Pointing dataset records:
------------------------
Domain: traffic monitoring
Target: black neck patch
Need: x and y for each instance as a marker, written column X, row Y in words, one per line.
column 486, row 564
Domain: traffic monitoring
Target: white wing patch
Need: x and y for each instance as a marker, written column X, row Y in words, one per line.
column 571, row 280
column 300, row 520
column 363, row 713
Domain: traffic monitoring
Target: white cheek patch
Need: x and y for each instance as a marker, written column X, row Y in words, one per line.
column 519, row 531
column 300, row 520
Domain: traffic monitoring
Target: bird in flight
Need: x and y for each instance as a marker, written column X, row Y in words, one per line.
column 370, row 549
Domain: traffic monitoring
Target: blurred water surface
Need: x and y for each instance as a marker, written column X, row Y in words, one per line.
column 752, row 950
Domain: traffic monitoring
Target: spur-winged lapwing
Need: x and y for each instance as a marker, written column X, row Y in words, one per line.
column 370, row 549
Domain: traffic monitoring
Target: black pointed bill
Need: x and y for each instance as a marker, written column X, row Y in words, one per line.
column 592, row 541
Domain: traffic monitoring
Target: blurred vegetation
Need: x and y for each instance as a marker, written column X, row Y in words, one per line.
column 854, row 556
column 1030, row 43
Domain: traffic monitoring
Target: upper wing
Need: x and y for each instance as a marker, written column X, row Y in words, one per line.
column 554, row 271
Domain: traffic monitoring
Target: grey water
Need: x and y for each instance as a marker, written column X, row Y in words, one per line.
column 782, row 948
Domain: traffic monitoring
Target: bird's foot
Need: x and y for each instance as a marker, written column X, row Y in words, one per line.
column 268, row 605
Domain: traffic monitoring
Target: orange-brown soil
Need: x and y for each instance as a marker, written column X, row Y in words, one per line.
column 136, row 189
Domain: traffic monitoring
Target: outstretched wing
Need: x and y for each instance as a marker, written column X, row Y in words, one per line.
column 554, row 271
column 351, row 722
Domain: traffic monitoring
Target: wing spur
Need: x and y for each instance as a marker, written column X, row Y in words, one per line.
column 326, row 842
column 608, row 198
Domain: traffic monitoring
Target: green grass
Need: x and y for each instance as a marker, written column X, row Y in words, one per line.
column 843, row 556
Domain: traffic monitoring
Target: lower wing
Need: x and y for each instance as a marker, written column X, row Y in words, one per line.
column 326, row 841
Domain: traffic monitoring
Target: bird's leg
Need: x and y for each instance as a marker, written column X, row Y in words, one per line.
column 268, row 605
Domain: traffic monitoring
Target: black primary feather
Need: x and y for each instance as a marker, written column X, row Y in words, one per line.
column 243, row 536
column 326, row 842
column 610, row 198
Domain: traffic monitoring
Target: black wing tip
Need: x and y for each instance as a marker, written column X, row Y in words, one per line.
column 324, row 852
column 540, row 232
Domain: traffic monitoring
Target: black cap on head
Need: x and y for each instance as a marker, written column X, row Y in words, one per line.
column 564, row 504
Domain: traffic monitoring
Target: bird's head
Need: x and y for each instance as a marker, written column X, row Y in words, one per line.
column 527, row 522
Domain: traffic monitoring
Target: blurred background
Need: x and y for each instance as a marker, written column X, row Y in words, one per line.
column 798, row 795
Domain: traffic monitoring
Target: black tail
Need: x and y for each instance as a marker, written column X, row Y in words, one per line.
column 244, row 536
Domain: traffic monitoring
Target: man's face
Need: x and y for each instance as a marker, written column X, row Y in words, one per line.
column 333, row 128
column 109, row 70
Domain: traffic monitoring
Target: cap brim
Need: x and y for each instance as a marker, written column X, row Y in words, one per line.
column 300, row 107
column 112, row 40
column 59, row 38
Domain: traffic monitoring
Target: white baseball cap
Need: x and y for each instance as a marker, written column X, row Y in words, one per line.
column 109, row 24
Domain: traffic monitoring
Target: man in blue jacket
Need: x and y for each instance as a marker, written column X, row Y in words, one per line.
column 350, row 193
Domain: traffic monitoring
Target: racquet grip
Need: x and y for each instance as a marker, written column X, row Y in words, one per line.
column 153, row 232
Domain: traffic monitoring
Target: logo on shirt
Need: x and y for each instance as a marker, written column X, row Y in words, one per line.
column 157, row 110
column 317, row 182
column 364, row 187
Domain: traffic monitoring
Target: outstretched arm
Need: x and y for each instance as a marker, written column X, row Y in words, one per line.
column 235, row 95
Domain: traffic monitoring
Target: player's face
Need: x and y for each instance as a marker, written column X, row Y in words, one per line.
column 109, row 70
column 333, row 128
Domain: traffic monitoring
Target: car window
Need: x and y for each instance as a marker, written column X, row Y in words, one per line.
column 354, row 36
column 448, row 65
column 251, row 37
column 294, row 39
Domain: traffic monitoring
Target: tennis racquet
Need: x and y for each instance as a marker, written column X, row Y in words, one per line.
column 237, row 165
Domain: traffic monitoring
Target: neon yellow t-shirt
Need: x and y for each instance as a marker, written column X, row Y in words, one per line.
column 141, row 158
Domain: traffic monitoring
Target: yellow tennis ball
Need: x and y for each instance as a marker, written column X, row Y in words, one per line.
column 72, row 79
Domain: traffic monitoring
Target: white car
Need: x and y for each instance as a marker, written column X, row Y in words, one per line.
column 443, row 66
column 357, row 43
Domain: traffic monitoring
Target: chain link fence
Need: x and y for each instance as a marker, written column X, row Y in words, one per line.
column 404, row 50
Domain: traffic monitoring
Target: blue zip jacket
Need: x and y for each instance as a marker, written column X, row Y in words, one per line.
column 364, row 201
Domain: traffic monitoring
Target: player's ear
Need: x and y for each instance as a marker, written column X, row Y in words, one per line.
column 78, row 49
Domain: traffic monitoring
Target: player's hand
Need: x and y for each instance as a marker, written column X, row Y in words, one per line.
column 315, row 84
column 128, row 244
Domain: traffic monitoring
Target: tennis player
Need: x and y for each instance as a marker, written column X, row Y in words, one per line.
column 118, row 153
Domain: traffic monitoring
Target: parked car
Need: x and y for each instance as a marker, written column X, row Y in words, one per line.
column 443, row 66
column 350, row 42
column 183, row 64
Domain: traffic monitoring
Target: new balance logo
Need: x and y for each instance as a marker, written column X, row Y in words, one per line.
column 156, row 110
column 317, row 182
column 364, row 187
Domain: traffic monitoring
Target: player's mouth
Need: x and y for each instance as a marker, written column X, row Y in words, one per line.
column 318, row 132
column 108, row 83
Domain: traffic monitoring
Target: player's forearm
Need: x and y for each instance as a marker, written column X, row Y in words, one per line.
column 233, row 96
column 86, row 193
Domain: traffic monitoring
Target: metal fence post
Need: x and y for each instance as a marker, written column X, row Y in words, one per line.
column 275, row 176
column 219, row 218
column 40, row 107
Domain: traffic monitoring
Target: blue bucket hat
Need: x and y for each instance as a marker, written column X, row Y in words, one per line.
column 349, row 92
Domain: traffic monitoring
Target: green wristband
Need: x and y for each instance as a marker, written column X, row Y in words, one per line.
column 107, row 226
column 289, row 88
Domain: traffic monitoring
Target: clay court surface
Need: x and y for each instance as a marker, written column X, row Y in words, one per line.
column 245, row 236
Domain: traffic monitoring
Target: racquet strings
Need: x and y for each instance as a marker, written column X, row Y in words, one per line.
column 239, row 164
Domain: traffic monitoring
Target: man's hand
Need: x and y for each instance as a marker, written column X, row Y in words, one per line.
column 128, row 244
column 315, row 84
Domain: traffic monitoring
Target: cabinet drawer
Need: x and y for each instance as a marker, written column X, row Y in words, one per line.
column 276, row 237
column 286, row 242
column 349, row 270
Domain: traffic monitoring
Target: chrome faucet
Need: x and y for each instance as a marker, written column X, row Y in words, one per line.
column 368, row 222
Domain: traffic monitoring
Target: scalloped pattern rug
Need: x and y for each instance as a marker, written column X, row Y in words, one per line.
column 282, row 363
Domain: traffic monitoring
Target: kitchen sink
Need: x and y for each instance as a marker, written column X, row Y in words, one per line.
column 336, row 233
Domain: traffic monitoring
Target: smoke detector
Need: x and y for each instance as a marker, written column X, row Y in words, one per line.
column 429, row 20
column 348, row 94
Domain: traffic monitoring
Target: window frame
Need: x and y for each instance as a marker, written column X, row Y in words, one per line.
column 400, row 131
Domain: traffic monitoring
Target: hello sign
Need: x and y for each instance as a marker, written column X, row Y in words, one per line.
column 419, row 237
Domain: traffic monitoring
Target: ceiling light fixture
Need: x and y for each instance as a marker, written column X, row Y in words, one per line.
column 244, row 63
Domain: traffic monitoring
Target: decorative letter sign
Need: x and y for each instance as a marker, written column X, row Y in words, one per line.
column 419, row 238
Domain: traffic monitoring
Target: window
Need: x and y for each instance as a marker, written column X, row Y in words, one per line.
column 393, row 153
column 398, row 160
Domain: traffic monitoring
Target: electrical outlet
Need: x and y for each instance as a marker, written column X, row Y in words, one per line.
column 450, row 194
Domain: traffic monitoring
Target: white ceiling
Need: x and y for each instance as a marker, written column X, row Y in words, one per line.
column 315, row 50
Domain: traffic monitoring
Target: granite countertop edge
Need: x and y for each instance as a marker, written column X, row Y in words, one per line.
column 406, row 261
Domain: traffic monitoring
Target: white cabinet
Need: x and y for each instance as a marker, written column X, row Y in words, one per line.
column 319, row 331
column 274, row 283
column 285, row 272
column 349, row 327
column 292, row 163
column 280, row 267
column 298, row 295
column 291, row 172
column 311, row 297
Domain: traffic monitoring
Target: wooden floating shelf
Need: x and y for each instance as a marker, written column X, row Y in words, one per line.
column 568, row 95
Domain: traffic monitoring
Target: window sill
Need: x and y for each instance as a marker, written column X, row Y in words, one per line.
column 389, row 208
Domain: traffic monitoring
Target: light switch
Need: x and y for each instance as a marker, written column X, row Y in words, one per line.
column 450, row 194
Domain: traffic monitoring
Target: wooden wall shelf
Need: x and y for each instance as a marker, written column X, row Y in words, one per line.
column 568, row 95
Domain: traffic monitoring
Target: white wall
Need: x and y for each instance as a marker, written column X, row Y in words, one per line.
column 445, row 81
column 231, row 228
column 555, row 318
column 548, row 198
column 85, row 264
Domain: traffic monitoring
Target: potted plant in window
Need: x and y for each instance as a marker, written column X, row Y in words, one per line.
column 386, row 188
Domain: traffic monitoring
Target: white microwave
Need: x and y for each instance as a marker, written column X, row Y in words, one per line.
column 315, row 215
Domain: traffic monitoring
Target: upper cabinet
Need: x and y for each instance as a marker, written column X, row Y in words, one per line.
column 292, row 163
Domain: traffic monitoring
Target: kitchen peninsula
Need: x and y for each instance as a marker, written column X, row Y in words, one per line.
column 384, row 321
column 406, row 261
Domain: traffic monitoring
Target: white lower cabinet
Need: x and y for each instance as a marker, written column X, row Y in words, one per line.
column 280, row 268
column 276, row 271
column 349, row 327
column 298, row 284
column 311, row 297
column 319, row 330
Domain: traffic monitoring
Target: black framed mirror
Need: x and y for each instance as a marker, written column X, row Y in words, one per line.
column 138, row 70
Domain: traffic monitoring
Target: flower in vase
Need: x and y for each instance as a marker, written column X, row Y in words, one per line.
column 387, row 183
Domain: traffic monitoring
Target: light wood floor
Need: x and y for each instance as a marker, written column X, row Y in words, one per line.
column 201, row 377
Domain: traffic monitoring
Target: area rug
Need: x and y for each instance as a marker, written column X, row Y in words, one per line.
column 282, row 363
------------------------
Exercise requirements:
Locate every line in the items above that contains the word "water", and copy each of those lines.

Result of this exercise:
Target: blurred water surface
Target: grey water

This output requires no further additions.